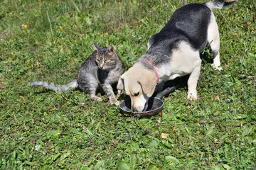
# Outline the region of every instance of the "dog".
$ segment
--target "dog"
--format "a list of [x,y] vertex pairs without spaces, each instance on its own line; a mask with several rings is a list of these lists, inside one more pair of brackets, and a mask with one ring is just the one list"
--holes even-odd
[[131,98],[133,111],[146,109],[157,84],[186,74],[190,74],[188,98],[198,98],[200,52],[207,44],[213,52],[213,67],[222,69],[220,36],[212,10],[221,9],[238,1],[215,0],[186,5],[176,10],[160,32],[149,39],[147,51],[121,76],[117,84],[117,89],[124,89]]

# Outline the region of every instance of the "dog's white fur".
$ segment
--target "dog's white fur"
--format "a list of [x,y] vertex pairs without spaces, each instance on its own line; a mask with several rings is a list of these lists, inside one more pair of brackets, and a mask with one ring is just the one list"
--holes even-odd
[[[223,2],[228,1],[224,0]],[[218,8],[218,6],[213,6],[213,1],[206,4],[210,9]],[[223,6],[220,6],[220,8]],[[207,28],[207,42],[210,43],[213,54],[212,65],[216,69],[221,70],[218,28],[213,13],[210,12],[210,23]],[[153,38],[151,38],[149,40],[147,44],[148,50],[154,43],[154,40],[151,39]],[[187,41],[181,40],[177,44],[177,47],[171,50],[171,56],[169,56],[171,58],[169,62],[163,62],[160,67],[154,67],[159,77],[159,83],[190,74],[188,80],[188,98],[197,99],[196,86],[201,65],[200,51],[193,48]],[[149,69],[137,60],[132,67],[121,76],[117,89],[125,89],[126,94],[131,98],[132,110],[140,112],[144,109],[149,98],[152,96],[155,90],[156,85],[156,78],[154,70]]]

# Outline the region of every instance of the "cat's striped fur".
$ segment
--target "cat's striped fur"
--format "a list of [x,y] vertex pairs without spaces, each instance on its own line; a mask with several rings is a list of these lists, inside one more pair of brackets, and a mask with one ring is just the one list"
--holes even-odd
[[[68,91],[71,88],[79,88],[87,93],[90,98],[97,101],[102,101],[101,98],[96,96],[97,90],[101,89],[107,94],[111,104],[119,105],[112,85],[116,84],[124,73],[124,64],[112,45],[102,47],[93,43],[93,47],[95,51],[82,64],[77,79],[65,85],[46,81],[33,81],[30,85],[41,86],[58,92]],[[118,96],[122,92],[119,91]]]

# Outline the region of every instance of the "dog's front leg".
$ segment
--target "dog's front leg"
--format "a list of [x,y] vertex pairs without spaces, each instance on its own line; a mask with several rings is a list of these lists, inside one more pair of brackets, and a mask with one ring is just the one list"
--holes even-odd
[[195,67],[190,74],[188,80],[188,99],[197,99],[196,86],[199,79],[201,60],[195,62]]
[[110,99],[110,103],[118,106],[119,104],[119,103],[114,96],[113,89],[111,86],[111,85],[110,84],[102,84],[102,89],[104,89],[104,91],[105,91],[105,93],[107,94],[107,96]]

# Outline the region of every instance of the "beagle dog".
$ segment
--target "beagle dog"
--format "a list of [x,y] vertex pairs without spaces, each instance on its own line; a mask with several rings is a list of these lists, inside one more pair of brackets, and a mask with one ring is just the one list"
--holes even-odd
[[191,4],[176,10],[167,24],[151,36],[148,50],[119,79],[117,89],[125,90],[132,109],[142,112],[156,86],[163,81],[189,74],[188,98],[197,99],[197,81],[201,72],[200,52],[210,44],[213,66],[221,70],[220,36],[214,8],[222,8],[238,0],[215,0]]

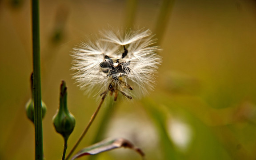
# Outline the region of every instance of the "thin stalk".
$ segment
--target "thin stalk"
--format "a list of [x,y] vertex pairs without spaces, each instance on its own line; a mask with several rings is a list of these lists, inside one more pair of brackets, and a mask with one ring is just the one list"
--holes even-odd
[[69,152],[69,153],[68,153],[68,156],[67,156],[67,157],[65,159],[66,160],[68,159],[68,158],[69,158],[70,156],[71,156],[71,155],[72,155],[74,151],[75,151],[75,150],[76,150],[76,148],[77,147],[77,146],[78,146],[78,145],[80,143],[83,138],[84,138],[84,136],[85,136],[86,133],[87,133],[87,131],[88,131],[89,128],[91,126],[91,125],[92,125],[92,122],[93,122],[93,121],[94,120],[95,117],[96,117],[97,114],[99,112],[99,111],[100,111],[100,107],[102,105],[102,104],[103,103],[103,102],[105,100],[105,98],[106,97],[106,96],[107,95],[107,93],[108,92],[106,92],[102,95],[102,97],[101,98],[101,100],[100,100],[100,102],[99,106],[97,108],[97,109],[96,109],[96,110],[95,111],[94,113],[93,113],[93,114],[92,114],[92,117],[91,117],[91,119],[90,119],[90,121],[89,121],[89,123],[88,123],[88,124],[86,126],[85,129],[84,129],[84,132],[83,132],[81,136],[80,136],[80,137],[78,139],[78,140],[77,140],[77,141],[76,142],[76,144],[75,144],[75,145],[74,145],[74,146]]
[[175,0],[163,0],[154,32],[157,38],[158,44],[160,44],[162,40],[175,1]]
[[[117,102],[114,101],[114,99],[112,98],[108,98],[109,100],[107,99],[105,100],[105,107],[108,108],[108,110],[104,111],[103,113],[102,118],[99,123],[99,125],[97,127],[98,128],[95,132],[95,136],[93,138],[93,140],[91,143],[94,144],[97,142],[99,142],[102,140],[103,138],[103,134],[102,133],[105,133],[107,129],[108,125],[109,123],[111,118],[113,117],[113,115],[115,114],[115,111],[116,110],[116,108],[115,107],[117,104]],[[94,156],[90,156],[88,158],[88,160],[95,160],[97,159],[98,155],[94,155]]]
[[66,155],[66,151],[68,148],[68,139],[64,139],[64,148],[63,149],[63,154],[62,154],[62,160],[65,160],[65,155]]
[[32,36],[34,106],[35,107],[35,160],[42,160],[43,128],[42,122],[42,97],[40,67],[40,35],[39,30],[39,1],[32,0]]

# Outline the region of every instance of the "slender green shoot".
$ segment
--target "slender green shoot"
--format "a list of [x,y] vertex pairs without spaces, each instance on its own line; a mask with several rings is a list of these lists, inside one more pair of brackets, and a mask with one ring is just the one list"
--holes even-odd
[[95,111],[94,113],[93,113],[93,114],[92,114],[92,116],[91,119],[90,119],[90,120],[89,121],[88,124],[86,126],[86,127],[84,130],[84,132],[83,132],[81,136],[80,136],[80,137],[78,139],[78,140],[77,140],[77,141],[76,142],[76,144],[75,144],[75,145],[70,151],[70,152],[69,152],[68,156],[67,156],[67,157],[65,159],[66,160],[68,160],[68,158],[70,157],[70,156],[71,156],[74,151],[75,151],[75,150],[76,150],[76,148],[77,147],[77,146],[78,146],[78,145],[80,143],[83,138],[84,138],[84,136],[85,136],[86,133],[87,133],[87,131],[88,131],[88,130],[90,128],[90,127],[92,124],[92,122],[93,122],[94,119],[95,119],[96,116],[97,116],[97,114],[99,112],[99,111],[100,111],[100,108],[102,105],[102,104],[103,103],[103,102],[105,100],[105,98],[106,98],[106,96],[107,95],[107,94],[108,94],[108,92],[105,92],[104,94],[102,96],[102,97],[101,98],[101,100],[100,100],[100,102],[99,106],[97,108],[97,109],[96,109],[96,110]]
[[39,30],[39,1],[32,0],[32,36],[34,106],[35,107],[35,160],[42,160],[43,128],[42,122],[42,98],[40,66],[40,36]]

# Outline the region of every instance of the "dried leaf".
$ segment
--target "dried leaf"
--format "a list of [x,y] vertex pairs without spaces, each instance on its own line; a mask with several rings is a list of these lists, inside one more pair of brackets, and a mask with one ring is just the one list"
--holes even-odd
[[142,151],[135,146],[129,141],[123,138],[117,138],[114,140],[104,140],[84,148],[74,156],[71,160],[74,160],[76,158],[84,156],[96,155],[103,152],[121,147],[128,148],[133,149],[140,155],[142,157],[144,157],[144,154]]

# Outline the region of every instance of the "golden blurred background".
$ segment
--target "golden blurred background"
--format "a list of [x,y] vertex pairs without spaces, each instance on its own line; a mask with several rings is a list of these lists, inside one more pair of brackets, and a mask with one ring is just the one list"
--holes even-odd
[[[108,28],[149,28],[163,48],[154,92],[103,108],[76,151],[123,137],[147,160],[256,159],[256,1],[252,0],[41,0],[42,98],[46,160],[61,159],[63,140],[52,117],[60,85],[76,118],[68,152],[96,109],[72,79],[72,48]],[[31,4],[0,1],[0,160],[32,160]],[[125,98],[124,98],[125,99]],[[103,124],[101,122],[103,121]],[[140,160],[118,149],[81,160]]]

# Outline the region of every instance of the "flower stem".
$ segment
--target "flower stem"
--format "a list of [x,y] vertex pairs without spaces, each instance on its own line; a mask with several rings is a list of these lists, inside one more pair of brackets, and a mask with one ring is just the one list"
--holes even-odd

══════════

### Aim of the task
How many lines of the listing contain the string "thin"? Match case exactly and reply with the number alone.

### Exercise answer
2